GOAL: Locate the line that contains "the player in". Print it and each following line through the end of the listing, verbatim, and nothing more.

Point annotation dataset records:
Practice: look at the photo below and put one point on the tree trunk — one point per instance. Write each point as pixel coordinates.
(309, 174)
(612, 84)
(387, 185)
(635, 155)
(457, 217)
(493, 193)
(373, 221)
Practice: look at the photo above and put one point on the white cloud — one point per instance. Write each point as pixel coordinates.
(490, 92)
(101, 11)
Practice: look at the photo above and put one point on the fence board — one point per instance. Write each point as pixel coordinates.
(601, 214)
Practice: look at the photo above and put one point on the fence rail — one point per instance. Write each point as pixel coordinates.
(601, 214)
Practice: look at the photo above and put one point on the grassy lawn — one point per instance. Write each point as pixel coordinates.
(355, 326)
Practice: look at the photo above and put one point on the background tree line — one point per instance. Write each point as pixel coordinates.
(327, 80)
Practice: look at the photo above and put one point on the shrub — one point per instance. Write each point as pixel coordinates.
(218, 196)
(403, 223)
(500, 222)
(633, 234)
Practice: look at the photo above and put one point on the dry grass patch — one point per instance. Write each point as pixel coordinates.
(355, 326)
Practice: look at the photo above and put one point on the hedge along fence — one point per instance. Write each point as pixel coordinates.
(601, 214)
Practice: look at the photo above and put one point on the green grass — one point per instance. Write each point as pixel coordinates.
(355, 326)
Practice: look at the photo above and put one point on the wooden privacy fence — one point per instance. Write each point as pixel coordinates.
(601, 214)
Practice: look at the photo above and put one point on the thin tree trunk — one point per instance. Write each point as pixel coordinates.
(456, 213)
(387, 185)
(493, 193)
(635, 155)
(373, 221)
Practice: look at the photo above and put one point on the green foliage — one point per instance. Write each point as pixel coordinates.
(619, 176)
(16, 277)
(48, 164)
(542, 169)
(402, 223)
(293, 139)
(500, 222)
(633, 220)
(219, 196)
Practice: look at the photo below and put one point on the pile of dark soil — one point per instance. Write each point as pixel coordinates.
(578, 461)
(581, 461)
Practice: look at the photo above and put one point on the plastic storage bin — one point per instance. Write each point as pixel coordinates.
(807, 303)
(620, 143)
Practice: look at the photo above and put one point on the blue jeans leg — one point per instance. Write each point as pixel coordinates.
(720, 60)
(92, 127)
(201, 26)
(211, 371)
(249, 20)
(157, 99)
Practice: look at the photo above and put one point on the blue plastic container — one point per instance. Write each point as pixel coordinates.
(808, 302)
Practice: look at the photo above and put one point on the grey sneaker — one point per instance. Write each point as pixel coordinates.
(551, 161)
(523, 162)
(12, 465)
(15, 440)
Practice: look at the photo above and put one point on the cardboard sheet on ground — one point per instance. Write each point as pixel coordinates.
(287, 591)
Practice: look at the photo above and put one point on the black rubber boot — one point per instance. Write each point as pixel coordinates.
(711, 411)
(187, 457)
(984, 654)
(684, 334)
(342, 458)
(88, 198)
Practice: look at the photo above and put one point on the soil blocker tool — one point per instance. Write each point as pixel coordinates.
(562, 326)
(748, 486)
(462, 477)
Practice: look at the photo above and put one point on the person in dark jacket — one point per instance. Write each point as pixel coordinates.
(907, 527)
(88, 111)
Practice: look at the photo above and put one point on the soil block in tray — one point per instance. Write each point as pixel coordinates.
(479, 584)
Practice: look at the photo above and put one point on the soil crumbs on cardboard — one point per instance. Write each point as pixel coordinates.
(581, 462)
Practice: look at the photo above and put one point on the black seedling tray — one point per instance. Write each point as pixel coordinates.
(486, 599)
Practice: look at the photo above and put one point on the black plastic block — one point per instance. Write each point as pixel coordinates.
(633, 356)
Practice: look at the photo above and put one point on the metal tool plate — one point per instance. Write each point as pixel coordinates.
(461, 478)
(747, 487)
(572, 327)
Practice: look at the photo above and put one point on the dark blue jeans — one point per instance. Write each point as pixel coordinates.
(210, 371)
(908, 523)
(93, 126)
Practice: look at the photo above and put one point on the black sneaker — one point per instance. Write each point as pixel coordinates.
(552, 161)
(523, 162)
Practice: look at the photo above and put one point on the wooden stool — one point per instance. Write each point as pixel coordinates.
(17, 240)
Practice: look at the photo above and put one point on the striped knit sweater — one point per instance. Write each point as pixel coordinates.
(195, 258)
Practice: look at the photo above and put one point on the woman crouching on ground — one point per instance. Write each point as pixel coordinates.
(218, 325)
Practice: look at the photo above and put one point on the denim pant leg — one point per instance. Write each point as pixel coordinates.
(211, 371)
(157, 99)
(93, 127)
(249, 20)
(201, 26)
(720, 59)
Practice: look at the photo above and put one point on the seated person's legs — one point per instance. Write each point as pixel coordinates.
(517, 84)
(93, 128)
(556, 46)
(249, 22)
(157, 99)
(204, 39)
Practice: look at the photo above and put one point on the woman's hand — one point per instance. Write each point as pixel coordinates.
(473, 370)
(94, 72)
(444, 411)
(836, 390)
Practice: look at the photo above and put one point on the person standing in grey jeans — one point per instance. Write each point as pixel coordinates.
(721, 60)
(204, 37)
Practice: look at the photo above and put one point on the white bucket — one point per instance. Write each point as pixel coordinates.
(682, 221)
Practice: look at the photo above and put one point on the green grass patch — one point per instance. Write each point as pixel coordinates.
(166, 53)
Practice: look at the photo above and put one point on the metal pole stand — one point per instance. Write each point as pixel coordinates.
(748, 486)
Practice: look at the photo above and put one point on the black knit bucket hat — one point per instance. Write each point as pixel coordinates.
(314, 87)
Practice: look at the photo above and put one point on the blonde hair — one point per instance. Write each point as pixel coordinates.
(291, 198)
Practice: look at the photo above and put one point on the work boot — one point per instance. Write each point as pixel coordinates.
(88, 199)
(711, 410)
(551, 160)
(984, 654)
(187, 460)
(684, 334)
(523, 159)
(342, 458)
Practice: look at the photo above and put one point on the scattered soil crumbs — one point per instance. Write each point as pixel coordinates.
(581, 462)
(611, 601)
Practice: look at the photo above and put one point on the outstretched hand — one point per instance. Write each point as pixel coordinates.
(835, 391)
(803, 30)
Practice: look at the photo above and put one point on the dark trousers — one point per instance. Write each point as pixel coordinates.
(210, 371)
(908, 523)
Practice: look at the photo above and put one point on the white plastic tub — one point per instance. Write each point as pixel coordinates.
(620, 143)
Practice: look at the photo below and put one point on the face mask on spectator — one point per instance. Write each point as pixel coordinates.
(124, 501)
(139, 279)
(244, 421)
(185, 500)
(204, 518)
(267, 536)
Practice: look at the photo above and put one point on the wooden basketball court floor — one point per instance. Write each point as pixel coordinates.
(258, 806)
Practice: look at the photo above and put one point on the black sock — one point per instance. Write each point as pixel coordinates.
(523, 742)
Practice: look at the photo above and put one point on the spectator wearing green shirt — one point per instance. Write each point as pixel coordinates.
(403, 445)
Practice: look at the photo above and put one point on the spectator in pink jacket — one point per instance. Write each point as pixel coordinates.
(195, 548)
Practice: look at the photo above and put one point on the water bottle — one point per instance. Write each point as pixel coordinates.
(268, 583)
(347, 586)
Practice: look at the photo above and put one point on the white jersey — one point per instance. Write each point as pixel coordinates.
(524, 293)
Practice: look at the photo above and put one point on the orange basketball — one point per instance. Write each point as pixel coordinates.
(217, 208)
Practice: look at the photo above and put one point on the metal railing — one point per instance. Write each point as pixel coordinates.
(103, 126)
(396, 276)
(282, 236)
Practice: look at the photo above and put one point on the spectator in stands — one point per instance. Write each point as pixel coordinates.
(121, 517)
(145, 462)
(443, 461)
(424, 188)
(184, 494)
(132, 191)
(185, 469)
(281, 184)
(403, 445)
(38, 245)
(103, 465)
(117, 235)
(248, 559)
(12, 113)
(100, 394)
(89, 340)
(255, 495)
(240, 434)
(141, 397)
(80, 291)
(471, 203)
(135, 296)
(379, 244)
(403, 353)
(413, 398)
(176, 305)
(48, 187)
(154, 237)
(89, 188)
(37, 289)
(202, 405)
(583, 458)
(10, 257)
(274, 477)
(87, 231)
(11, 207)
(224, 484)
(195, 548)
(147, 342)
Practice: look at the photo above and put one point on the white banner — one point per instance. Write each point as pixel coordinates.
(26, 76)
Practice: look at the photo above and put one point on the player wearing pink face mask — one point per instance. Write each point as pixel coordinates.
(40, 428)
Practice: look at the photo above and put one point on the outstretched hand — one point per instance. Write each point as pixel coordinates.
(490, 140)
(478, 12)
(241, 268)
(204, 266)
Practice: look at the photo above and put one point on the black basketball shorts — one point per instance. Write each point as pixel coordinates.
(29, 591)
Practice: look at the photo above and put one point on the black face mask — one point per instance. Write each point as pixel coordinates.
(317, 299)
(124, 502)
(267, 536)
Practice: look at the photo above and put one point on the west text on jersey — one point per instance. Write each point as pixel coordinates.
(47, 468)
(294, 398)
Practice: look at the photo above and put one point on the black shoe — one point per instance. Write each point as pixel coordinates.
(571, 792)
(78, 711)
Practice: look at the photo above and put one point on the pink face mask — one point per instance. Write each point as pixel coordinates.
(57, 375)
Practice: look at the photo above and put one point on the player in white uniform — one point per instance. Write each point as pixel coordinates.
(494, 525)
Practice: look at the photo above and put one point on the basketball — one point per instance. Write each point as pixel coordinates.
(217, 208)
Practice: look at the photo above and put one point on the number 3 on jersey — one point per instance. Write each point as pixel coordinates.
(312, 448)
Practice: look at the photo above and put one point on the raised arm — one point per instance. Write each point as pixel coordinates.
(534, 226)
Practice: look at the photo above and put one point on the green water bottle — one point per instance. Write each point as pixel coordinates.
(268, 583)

WRITTEN RESPONSE:
Practice: look at the photo above and put one point on the player in white uniform — one point per instance. Write each point as pixel coordinates.
(494, 525)
Practice: look at the photo above and put one point on the basketball — one point per instance. Write each point as pixel coordinates.
(217, 208)
Practice: look at the photo above and put one point on the number 3 on jersey — one point per instance. Write each point as pixel coordinates.
(312, 448)
Practice: look at the photo above and put one point on the raised arm — one point per instance. Write each point as pixel coordinates.
(534, 226)
Practice: look at the photo above and put one point on the green water bottle — one point per instance. Write each point as pixel coordinates.
(268, 583)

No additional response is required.